EXERCISE REQUIREMENTS »
Nothing but a number is needed: the count of lines below that include "locate".
[Start of Attachment]
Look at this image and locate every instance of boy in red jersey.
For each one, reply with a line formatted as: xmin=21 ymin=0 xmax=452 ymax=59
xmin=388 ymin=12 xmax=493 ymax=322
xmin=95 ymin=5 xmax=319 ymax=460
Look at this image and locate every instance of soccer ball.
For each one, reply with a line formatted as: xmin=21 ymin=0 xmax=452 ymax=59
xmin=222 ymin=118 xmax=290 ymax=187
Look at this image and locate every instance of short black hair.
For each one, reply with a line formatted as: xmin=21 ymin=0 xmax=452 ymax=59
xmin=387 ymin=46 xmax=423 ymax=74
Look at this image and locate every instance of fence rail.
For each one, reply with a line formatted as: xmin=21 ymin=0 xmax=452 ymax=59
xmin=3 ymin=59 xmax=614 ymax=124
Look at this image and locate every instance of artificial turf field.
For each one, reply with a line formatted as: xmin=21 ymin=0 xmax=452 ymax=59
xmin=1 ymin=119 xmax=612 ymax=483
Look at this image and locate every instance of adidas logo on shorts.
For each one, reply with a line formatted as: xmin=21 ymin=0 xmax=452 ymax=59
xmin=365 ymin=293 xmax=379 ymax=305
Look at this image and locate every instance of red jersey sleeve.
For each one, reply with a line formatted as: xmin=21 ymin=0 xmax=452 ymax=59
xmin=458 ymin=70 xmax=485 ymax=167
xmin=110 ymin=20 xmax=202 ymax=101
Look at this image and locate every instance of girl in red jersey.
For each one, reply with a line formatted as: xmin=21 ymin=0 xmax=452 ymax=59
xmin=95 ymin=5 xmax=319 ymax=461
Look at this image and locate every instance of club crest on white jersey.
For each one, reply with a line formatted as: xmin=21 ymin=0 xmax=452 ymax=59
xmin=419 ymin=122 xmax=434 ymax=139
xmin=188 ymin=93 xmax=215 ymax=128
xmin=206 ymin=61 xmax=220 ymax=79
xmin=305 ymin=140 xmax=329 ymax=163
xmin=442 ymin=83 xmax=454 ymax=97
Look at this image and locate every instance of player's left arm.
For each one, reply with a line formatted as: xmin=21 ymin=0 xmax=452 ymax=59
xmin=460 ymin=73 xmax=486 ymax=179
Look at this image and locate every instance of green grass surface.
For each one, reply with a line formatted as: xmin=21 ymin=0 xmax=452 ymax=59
[End of Attachment]
THE ANSWER »
11